*WHAT TO WORK ON*.
Reproduce the records below word for word, leaving out the pictures.

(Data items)
------------------------
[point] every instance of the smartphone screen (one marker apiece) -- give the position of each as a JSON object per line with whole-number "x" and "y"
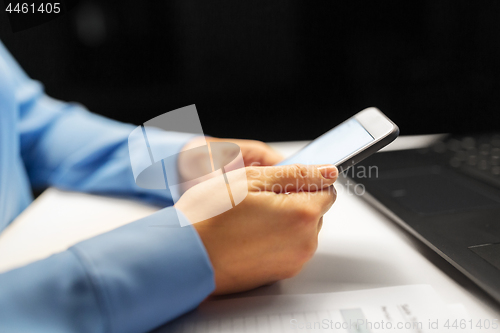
{"x": 333, "y": 146}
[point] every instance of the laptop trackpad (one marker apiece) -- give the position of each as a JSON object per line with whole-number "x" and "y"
{"x": 431, "y": 191}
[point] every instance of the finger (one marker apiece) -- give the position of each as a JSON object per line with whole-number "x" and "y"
{"x": 260, "y": 154}
{"x": 270, "y": 156}
{"x": 311, "y": 204}
{"x": 292, "y": 178}
{"x": 320, "y": 224}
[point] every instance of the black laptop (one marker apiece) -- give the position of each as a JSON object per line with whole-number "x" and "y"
{"x": 448, "y": 196}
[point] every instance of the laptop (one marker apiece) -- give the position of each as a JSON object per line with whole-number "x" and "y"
{"x": 448, "y": 196}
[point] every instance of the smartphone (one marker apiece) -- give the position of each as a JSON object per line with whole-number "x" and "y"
{"x": 350, "y": 142}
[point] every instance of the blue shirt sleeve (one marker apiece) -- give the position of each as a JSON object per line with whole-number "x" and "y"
{"x": 131, "y": 279}
{"x": 64, "y": 145}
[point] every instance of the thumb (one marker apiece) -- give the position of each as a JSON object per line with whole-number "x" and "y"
{"x": 292, "y": 178}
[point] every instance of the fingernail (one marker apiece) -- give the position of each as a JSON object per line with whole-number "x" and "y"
{"x": 328, "y": 171}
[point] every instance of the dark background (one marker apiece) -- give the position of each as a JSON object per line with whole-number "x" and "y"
{"x": 274, "y": 70}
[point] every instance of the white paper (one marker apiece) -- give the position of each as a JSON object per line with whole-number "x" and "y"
{"x": 395, "y": 309}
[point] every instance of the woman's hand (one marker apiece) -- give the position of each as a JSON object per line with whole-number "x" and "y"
{"x": 272, "y": 232}
{"x": 194, "y": 162}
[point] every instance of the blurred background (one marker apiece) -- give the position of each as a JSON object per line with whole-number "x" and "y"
{"x": 274, "y": 70}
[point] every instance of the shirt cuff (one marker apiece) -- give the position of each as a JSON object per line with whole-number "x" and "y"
{"x": 149, "y": 271}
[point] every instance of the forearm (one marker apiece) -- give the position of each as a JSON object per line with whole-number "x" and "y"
{"x": 131, "y": 279}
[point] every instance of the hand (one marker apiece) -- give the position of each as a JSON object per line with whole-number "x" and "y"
{"x": 194, "y": 163}
{"x": 272, "y": 232}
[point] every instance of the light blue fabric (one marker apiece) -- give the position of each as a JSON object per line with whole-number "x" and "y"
{"x": 131, "y": 279}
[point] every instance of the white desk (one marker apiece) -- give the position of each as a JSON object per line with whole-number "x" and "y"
{"x": 359, "y": 248}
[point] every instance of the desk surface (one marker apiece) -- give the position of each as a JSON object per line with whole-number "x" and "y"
{"x": 359, "y": 248}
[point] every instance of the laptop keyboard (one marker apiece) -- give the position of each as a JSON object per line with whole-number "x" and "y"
{"x": 477, "y": 156}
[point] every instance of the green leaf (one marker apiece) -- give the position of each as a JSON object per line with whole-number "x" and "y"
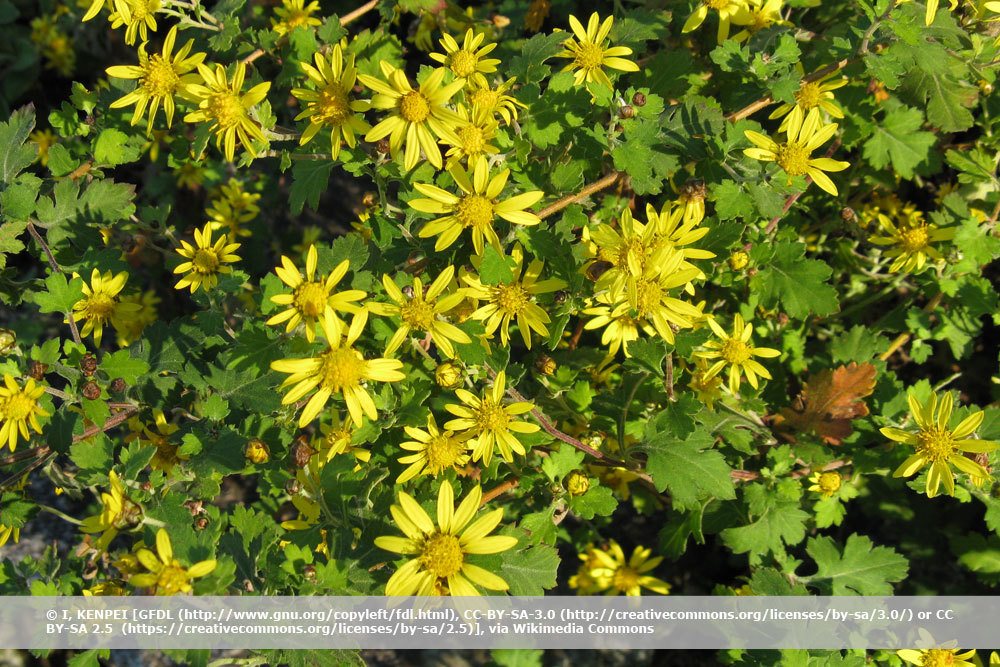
------------------------
*SOLVED EXERCISE*.
[point] every instance of the smartphone screen (one marker apiece) -- give the position of each as a JSON object per line with whole-number "x" and "y"
{"x": 333, "y": 146}
[point] every instance of the laptop trackpad (one marker apiece) -- give the position of each as a JSON object per line with whole-number "x" and "y"
{"x": 431, "y": 191}
[point] every instance of the finger (one marker apiece) -- give the position of each as a JSON object per line with whole-number "x" and "y"
{"x": 260, "y": 154}
{"x": 270, "y": 156}
{"x": 311, "y": 204}
{"x": 292, "y": 178}
{"x": 320, "y": 224}
[point] every instance of the black laptop (one marker apiece) -- give the position of each as a JSON object per line with whole-number "x" and "y"
{"x": 448, "y": 196}
[point] every instance of the laptop (one marker apiece) -- give the position of each as a JSON object per line with whole-number "x" and "y"
{"x": 448, "y": 196}
[point] every instance of the smartphone (one marker apiece) -- give the position of each as a JSON object per line with whole-number "x" and "y"
{"x": 350, "y": 142}
[point] every instance of the blue shirt sleeve (one marker apiece) -- give the position of each as a JSON object per line with whole-number "x" and "y"
{"x": 131, "y": 279}
{"x": 64, "y": 145}
[point] every instance of the thumb (one marker apiece) -- give the position of each as a JSON object per line with whole-number "x" and "y"
{"x": 292, "y": 178}
[point] every instance of the fingernail (one marker apiece) -- give the position of each as a JSON object per line with whole-number "x" and "y"
{"x": 328, "y": 171}
[point] every instance of the dark background (one marker apiece) -- give the position of each as a JSON object per line with whole-number "x" and "y"
{"x": 274, "y": 70}
[point] every instance of the white paper (one marker apiece) -- give the position of each as a JSON object per line with whole-number "x" and "y"
{"x": 395, "y": 309}
[point] every instance of the woman's hand (one marker apiece) -- give the position of each as a JSON object per line with whole-number "x" and "y"
{"x": 272, "y": 232}
{"x": 194, "y": 162}
[point] every instance of the blurred background (one marker apiece) -- give the position of each as a JSON object per line with whole-number "x" and "y"
{"x": 274, "y": 70}
[point] every instance of the shirt cuff (one marker apiece) -- give the position of each as a JSON object per line with whole-number "x" and "y"
{"x": 149, "y": 271}
[point] every instance of the forearm (one marker apiece) -- give the position of each as a JSON object per line with whole-number "x" and "y"
{"x": 131, "y": 279}
[point] every instance of the hand (one marker apiece) -- give the position of each as a JSON object per line with whole-number "x" and "y"
{"x": 194, "y": 163}
{"x": 272, "y": 232}
[point] every instance of the light blue fabric (one marker apiece) -- give the position of each as a JSON object per line with whole-number "x" and "y"
{"x": 131, "y": 279}
[point] every instance of the white desk (one marker apiece) -- give the position of each as a JSON object per line with whole-number "x" and "y"
{"x": 359, "y": 248}
[point] every instance of the desk surface (one marker apiece) -- give the position of each as a JSON object per line with whole-number "x" and "y"
{"x": 359, "y": 248}
[point] every instance of the laptop keyboard (one marker apiece) -- give the position of each as a JSON object per line with whole-number "x" and "y"
{"x": 477, "y": 156}
[point] every instance of the green leaf (one marker apiece) -- give the position of each as a JSON object per line with whole-number "x" and "y"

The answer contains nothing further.